Tujuan 1:
Tuliskan kembali bagian teks tentang keluarga Keraton Yogyakarta, mulai dengan "Saya ingin membuktikan" dan berlanjut sampai "hingga sekarang ini.", dengan mengganti sebutan "kos" menjadi "rumah indekos".
Tujuan 2:
Tulislah lanjutan teks tentang keluarga Keraton Yogyakarta, dimulai setelah kalimat terakhirnya.

Teks yang Ditampilkan:

Sejak itulah, uang yang masuk ke rekekning Mas Joyo saya pindahkan ke rekening saya, lalu diam-diam saya belikan apartemen di Jakarta agar suami tidak perlu sewa rumah atau apartemen selama menjadi anggota dewan. Kebetulan saat itu setiap anggota dewan memperoleh jatah uang sewa apartemen selama perumahan anggota dewan direnovasi. Jadilah saya bisa membeli dua apartemen secara kontan. Apartemen di Kalibata City itu sekarang kami sewakan dan menjadi pemasukan tiap bulan.
Saya ingin membuktikan pada sementara pihak yang pernah berprasangka buruk kepada saya. Mereka pernah mengira kehadiran saya di sisi Mas Joyo hanya untuk menguras harta Mas Joyo. Yang paling menyakitkan, saya dibilang “melet” alias main dukun hingga akhirnya Mas Joyo jatuh hati pada saya. Naudzubillahi min dzalik.
Sakit sekali dikatakan seperti itu. Mereka tidak tahu bagaimana kerasnya usaha Mas Joyo mendekati saya. Mereka juga tidak tahu, saya pernah beberapa kali menolak kedatangan Mas Joyo ke kos. Saya tahu kala itu Mas Joyo sudah punya kekasih, tetapi masih saja mendekati saya. Mas Joyo juga tahu kala itu saya sudah memiliki pacar. Bahkan beliau datang ke kos saat saya sedang diapeli kekasih saya. Tapi toh beliau tidak mundur selangkah pun! Takdirlah yang menyatukan kami. Itulah salah salah satu alasan kenapa saya bekerja keras hingga sekarang ini.
Wajib Nyantri
Mungkin dalam pandangan awam, menjadi istri pangeran itu selalu enak. Tapi sesungguhnya gelar bangsawan dan status istri pangeran itu membawa konsekuensi juga. Saya, suami dan anak-anak, harus senantiasa menjadi panutan bagi masyarakat. Enaknya, masih banyak orang memberi apresiasi kepada keluarga Keraton Yogyakarta. Misalnya saat kami ke dokter. Begitu tahu kami keluarga keraton, dokternya tidak mau dibayar.
Mas Joyo sendiri orang yang memegang teguh prinsip. Dalam hal pendidikan anak-anak misalnya. Meski secara turunan putra-putri kami memiliki gelar bangsawan Raden Mas atau Raden Ajeng, tetapi Mas Joyo mewajibkan anak-anak menjadi abdi dalem di keraton. Mereka harus mengabdi dari tingkat terbawah. Maka gelar abdi dalemnya juga dari pangkat terbawah. “Kalau tidak kita, siapa yang mau mengabdi,” tegas Mas Joyo.
Jadilah, anak-anak kami punya dua gelar. Sebagai putra pangeran, mereka punya gelar Raden Mas dan Raden Ajeng. Tetapi sebagai abdi dalem, putri sulung saya, RAj. Nurhandani, juga bergelar Nyi Jayaningrum. Sementara anak kedua saya, RM Soemyandarto, sudah bergelar Kanjeng Raden Tumenggung (KRT) Jayaningrat karena mengabdinya sudah lama. Si bungsu, RAj.Cintya Paramastri, yang masih kuliah di Jerman bergelar Nyi Jayaningtyas.

Informasi Tercatat:
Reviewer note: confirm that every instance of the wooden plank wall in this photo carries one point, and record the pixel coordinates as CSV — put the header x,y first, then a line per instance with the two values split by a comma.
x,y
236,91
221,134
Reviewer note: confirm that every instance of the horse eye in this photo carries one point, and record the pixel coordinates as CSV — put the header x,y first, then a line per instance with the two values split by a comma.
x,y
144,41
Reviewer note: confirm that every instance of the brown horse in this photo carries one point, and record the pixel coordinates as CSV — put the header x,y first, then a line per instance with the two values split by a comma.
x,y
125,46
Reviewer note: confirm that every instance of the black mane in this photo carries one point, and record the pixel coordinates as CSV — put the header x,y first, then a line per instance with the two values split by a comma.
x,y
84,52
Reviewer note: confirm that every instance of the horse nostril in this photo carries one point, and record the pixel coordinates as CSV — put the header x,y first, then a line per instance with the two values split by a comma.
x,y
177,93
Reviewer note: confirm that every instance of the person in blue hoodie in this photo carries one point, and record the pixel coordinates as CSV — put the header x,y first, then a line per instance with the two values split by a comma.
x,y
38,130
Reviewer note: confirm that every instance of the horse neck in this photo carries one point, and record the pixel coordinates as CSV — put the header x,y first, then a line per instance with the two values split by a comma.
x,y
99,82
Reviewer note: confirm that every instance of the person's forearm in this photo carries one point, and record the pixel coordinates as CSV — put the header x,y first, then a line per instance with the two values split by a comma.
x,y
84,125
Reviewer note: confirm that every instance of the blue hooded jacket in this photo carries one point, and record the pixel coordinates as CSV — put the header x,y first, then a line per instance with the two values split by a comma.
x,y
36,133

==

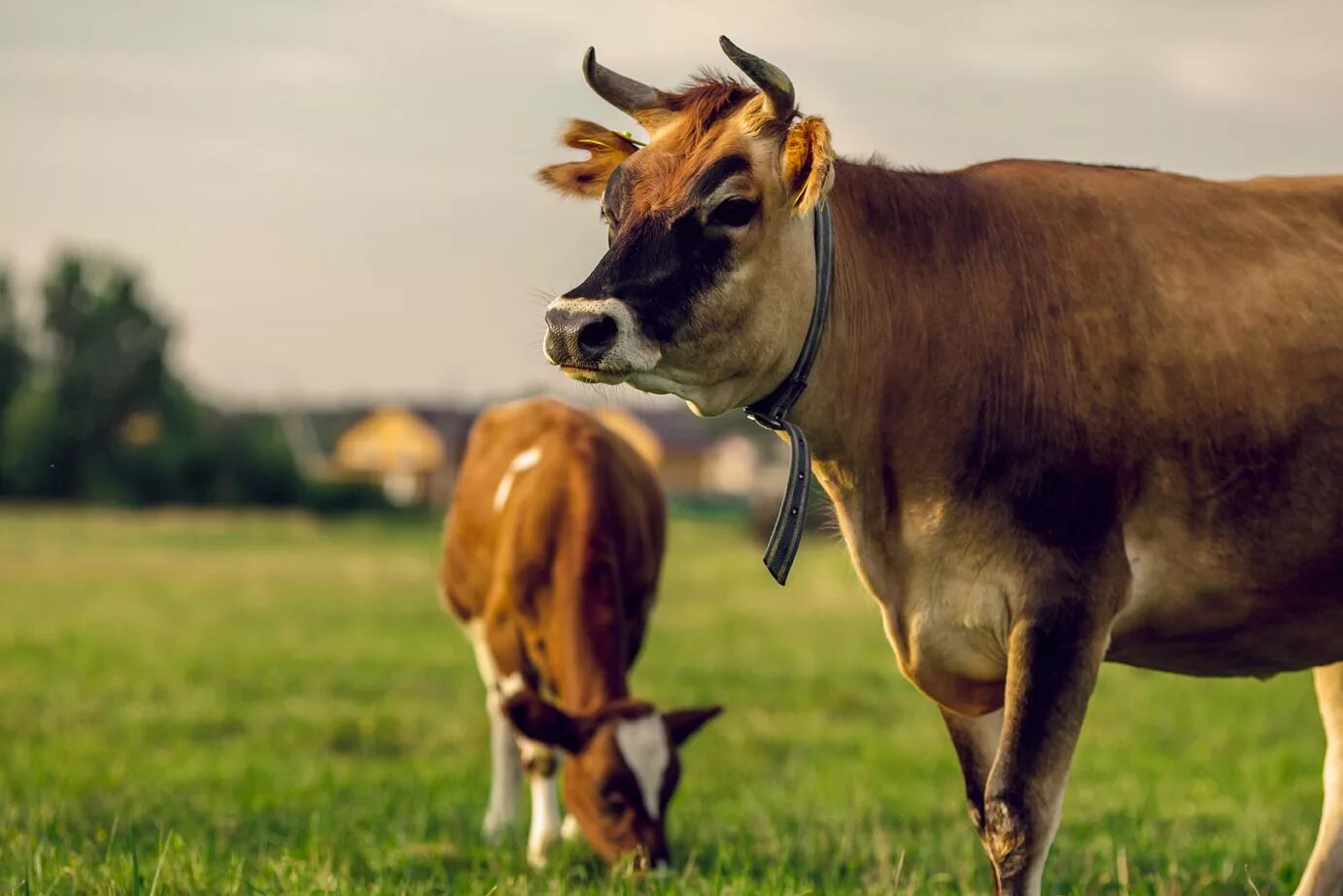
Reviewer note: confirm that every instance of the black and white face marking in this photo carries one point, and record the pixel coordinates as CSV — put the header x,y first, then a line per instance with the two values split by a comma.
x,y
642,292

Hasil Tugas 1:
Saya ingin membuktikan pada sementara pihak yang pernah berprasangka buruk kepada saya. Mereka pernah mengira kehadiran saya di sisi Mas Joyo hanya untuk menguras harta Mas Joyo. Yang paling menyakitkan, saya dibilang “melet” alias main dukun hingga akhirnya Mas Joyo jatuh hati pada saya. Naudzubillahi min dzalik.
Sakit sekali dikatakan seperti itu. Mereka tidak tahu bagaimana kerasnya usaha Mas Joyo mendekati saya. Mereka juga tidak tahu, saya pernah beberapa kali menolak kedatangan Mas Joyo ke rumah indekos. Saya tahu kala itu Mas Joyo sudah punya kekasih, tetapi masih saja mendekati saya. Mas Joyo juga tahu kala itu saya sudah memiliki pacar. Bahkan beliau datang ke rumah indekos saat saya sedang diapeli kekasih saya. Tapi toh beliau tidak mundur selangkah pun! Takdirlah yang menyatukan kami. Itulah salah salah satu alasan kenapa saya bekerja keras hingga sekarang ini.

Hasil Tugas 2:
Dari sisi spiritual, sejak anak-anak masih kecil, saya tegas memasukkan mereka ke pondok pesantren. Sebelum masuk pondok mereka saya datangkan guru mengaji ke rumah. Mas Joyo saya beri pengertian terlebih dahulu bahwa beliau sebagai kepala keluarga kelak akan dimintai pertanggungjawaban terhadap pendidikan anak-anaknya. Akhirnya beliau setuju anak-anak masuk pondok pesantren mulai tingkat dasar sampai level SLTA.
Anak sulung kami masuk Pondok Gontor, yang kedua di Ponpes Ponorogo dan si bungsu ke Gunung Pati, Semarang. Setiap bulan mereka saya jenguk. Saya juga mendatangkan guru mengaji untuk Mas Joyo. Alhamdulillah Mas Joyo sudah khatam Quran beberapa kali. Beliau juga lebih dekat dengan kaum ulama. Baik dari kalangan NU maupun Muhammadiyah.
Awalnya anak-anak menangis karena harus berbagi kamar dengan puluhan atau belasan santri lainnya. Jujur, sebagai ibu saya tidak tega. Tetapi saya tidak pernah mau menunjukkan air mata di hadapan anak-anak. Mereka harus paham terhadap agamanya, harus merasakan apa yang juga dirasakan dan dialami masyarakat pada umumnya. Selesai nyantri, anak-anak saya bebaskan mau kuliah di mana. Si sulung sudah menyelesaikan kuliah bahasa di Tiongkok, si bungsu masih kuliah Psikologi Bisnis di Jerman.
Di rumah pun, meski mereka cucu raja, saya tidak membiasakan anak-anak hidup mewah.
Bisnis Properti
Sayangnya, kebersamaan saya dengan Mas Joyo berakhir pada Desember 2013. Saya harus ikhlas melepas sigaraning nyawa alias garwa (suami). Mas Joyo berpulang ke rahmatullah setelah menderita penyakit komplikasi, jantung, diabetes dan ginjal. Sakitnya memang sudah lama. Beberapa tahun sebelumnya malah pernah kakinya akan diamputasi. Tapi saya berkeras membawanya berobat ke Tiongkok agar terbebas dari ancaman amputasi.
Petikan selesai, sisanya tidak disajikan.